SOURCE EXCERPT

Yeah, I appreciate what you're saying, nick. There's kind of that vacuum. Then if men are not stepping up in that role, then women inevitably kind of fill in and women off sometimes have more time. Let's say, a guy's working 40, 50 hours a week and his wife is staying home or taking care of kids, she might have more time or more flexibility to be involved with the church and so she sort of naturally takes on those different leadership roles and so really it's kind of sola scriptura we need to go back to God's word, see what it says and hold to that versus tradition and versus culture.

Speaker 2:

And really if men will preach these truths, I believe that they're well-received. I think there's a sphere like, if I say this and I'm going to lose my church or I'm going to upset all these people, there might be a few people that are upset, but for most people they know this is what God's word says. It's not like a hidden truth and that people are going to act like they've never heard that before. And so when men begin to lead, I do think it is genuinely received well by the church, and I think there's a lot of women that are waiting, wishing their husbands would be more spiritual in the home and even in the church too.

INSTRUCTIONS FOR THE TASK
Reproduce the conversation excerpt above about men taking leadership roles in the church, word for word and in full.

(Records)

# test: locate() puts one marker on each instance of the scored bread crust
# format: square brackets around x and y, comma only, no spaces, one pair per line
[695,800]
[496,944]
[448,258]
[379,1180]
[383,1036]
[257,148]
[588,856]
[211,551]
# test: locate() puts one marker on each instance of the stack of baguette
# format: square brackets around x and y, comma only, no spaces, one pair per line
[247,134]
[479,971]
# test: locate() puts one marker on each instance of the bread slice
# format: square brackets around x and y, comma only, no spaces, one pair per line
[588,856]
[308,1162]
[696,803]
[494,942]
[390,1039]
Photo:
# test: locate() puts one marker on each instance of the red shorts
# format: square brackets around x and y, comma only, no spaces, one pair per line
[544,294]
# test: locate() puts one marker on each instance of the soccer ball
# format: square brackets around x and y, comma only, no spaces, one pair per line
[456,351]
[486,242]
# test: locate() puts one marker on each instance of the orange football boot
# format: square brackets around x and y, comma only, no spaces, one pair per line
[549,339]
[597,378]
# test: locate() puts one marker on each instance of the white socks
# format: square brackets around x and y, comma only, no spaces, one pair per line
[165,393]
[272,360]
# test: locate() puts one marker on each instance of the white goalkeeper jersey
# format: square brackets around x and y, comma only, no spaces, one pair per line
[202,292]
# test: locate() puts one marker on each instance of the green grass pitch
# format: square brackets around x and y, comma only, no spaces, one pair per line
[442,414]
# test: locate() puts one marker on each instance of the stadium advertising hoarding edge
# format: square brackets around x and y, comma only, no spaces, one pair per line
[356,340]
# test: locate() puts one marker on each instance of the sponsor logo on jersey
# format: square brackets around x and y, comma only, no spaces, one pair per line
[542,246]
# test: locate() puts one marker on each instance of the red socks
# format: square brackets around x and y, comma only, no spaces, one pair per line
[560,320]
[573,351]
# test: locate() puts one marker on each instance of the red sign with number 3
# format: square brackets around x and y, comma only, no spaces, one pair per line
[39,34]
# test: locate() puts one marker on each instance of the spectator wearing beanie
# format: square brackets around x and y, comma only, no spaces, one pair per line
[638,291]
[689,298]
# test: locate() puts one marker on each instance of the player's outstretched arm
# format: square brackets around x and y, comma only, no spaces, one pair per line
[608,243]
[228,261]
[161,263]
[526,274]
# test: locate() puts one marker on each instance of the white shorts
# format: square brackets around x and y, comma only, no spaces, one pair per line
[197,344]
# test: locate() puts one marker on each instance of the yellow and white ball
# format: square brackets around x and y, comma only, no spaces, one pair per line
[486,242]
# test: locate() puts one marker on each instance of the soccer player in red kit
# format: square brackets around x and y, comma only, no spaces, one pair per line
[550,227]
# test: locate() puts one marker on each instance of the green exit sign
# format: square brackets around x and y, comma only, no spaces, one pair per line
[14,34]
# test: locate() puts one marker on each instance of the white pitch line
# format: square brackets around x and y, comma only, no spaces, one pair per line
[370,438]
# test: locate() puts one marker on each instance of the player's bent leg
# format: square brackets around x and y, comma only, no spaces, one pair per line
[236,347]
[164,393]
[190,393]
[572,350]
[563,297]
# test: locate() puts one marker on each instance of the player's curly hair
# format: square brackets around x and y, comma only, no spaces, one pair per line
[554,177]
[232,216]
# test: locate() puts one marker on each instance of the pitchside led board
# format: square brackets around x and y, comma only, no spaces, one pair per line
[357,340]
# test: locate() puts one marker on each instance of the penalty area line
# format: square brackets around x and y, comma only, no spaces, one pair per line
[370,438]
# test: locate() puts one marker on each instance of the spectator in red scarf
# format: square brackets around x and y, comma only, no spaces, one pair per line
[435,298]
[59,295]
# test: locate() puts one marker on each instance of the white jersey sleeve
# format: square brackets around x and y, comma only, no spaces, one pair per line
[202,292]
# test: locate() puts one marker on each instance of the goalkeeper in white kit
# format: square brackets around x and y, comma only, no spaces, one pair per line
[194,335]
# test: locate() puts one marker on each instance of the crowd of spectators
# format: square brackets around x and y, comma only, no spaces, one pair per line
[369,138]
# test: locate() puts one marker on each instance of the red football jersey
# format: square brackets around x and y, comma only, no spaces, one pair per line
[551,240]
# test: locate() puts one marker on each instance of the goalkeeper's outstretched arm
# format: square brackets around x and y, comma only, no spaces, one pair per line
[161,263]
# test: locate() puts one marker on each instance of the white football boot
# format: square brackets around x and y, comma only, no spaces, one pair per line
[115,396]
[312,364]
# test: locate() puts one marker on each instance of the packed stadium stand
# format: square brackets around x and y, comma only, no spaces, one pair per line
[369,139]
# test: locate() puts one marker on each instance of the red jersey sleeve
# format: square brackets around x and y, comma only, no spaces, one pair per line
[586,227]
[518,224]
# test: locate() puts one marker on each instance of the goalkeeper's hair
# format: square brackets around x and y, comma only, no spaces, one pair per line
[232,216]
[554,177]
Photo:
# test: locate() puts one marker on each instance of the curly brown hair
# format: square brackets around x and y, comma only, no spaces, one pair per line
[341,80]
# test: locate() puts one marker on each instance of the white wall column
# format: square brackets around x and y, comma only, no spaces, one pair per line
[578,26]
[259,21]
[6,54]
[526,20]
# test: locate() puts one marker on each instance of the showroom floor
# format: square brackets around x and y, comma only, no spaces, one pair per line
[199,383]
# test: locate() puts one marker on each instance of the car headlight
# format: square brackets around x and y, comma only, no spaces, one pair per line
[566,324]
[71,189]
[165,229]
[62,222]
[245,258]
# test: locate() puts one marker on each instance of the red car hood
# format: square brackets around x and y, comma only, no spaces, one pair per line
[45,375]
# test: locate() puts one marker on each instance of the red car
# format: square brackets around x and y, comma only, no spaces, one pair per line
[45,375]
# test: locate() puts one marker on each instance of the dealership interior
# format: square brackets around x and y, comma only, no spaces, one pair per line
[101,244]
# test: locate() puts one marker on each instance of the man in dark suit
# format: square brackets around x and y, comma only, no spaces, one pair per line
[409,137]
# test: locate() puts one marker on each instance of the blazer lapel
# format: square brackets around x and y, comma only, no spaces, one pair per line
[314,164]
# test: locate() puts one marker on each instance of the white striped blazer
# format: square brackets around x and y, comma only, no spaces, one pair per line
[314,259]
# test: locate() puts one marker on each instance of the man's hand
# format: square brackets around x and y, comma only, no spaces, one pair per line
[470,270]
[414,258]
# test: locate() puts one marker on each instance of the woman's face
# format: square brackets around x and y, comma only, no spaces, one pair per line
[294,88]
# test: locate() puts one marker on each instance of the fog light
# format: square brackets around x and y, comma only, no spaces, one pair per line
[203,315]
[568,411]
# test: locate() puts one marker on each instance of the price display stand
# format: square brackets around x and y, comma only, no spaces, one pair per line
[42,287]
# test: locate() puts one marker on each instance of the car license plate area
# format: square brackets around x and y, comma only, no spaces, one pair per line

THE OUTPUT
Yeah, I appreciate what you're saying, nick. There's kind of that vacuum. Then if men are not stepping up in that role, then women inevitably kind of fill in and women off sometimes have more time. Let's say, a guy's working 40, 50 hours a week and his wife is staying home or taking care of kids, she might have more time or more flexibility to be involved with the church and so she sort of naturally takes on those different leadership roles and so really it's kind of sola scriptura we need to go back to God's word, see what it says and hold to that versus tradition and versus culture.

Speaker 2:

And really if men will preach these truths, I believe that they're well-received. I think there's a sphere like, if I say this and I'm going to lose my church or I'm going to upset all these people, there might be a few people that are upset, but for most people they know this is what God's word says. It's not like a hidden truth and that people are going to act like they've never heard that before. And so when men begin to lead, I do think it is genuinely received well by the church, and I think there's a lot of women that are waiting, wishing their husbands would be more spiritual in the home and even in the church too.